### Exercise description
The copy you return must match the listing word for word and carry no pictures.

### Information
++++++++++++++++++++
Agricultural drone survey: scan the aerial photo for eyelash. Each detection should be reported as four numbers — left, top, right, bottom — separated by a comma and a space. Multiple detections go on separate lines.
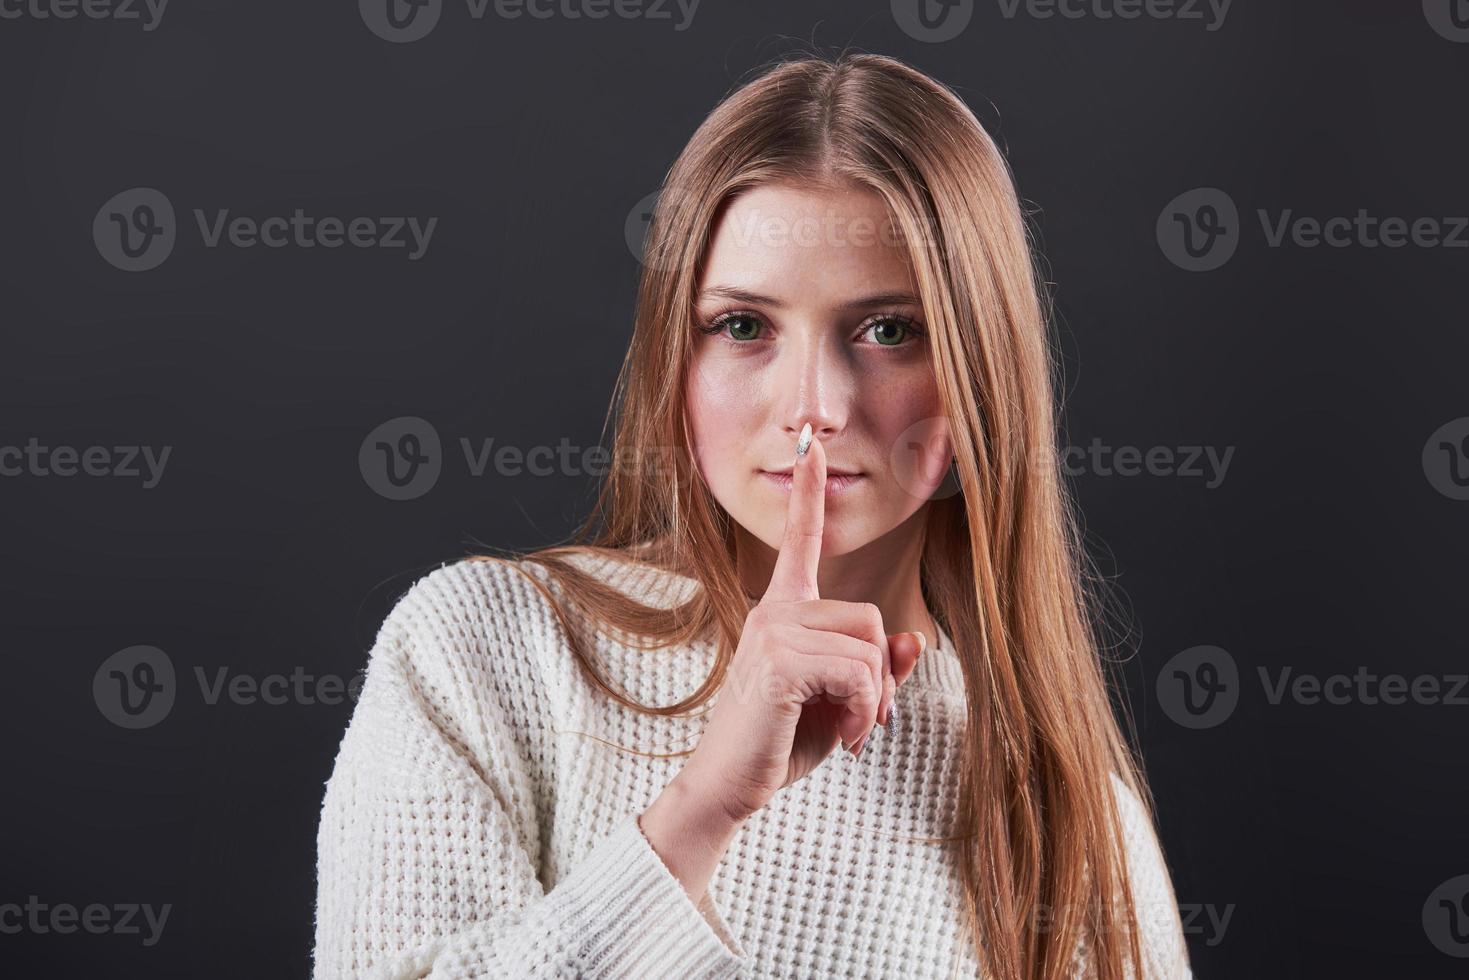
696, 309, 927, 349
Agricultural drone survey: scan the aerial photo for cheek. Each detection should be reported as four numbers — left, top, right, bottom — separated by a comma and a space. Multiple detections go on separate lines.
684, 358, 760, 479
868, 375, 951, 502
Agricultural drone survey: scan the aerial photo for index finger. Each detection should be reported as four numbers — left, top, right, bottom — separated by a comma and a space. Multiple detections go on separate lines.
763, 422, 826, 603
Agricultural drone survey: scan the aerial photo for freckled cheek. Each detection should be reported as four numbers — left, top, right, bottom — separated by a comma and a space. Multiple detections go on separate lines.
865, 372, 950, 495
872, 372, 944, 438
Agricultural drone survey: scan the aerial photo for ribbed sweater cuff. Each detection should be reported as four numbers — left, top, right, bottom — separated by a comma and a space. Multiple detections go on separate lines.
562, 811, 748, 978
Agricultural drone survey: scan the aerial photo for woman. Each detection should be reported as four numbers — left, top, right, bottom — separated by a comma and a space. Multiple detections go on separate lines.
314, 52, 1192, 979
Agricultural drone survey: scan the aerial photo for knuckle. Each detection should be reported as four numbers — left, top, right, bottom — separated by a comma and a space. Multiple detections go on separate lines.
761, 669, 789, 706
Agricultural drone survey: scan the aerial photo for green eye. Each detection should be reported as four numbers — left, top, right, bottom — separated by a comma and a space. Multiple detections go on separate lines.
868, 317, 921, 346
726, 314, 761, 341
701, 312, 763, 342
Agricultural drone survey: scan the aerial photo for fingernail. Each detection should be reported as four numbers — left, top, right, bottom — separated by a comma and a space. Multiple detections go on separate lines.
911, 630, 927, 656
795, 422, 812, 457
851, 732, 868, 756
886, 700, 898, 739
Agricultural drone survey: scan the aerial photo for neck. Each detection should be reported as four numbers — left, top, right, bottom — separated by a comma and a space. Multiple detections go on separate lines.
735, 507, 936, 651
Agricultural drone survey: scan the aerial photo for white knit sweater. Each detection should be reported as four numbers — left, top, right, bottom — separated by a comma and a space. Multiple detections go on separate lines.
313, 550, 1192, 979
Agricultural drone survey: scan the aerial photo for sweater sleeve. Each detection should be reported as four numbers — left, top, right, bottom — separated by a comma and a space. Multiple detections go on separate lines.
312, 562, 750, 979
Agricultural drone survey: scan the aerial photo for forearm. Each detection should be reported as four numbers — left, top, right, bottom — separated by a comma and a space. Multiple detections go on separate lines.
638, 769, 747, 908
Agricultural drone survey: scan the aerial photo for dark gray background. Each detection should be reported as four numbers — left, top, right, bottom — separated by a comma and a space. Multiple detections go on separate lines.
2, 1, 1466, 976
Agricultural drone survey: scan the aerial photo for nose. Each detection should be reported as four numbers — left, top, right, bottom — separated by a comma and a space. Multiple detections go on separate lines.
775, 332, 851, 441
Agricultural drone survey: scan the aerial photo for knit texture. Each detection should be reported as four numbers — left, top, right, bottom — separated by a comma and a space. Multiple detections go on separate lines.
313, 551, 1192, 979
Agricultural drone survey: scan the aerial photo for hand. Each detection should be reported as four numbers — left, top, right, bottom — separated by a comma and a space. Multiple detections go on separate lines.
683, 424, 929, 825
++++++++++++++++++++
### Expected answer
Agricultural drone survey: scan the aerial photo for eyelash. Each detection should be reported as four numbers — left, top, right, bottom — separated by a comma and a space. Multiple detections go on separate lines.
696, 309, 927, 349
Agricultural drone survey: scan the aerial photo for cheek. Each detection should be reported as four numbers — left, top, right, bottom — separated by a comma and a space. Multiple detections go on separate lines.
684, 358, 760, 479
868, 375, 951, 502
Agricultural drone survey: scan the aerial photo for index finger. Each detection should be reported as four numbers — left, top, right, bottom — separated by a comma and a space. Multiple detections go on separate lines.
763, 422, 826, 603
Agricultural drone survey: scan the aerial photo for freckled cheek. Each detection should be reported as four numbers — left, top, right, bottom — separated by a comma and a space. Multiple detections go on separate lines.
865, 372, 950, 495
872, 372, 944, 438
Agricultural drone survey: scan the aerial photo for ribbed sweater cuff. Each detection should be reported as four numbers — left, top, right, bottom — separated by a comma and a space. Multiple detections go on separate lines.
562, 811, 748, 978
Agricultural drone survey: scan the aerial photo for woman. Each detection should be reported as four numbers — left, top, right, bottom — separated by a comma and a space. Multiple detections go on separate lines.
314, 52, 1192, 979
Agricultural drone survey: scan the aerial photo for knuckle. Each detection should be reported as four numbers — left, top, right, bottom — separated by a comma and a space. Multiple detections go on separate lines.
761, 669, 789, 706
Agricultural drone survey: scan the aerial photo for green eye. Each detection should be reported as four numbers — left, top, right, bottom — separated by a comma and a space. Multiple detections go on separate lines.
868, 317, 921, 346
726, 314, 761, 341
701, 312, 763, 342
Agricultural drone survey: scan the aerial photo for fingernail. Each detection should be reported as four numbers — left, top, right, bottom — separated by a comma and a space. Multiple detections go on separate lines.
911, 630, 927, 656
795, 422, 812, 457
851, 732, 868, 756
886, 700, 898, 739
Agricultural drone survey: scan the aerial photo for neck. Each detection should be reported as four numbers — left, top, right, bottom — separated by a comma and a space. Multiple detections go on separate lines.
735, 507, 936, 651
Agricultural drone survey: scan the aerial photo for white knit sweater. Each detection should be reported as four numbers — left, top, right, bottom — separated by a comma and a space. Multiple detections go on separate lines.
313, 550, 1192, 979
Agricultural drone survey: scan the aerial photo for sweater sleeve. Each detection should be reported as four numbers — left, top, right, bottom — separated by a comma and a space. Multiple detections go on separate lines.
312, 562, 750, 979
Agricultural drone survey: scan the aerial photo for forearm. Each detection should be reported as four numbers — left, top, right, bottom — separated by a comma and a space. Multiple detections go on separate lines.
638, 769, 747, 908
Agricultural drone survey: scan the aerial photo for dark gray background. Each detection should be reported as four numbers — left, top, right, bottom — separated by a comma and a space. Multiple detections go on separate lines.
2, 1, 1466, 976
Agricultural drone survey: scan the aerial photo for nose. Each detection should be reported as four numbers — left, top, right, bottom — separated by a comma and a space. Multiple detections go on separate lines.
775, 332, 851, 441
Agricultural drone survey: scan the aerial photo for knit texture. Each detection should be reported as four numbers — left, top, right, bottom — separated by a comma and a space. Multiple detections go on separate lines.
313, 551, 1192, 979
Agricultural drone survey: scan the aerial photo for hand. Each detection should be reported as four numbers — left, top, right, bottom — separated by a comma and a space. Multiple detections go on separate lines.
683, 424, 929, 825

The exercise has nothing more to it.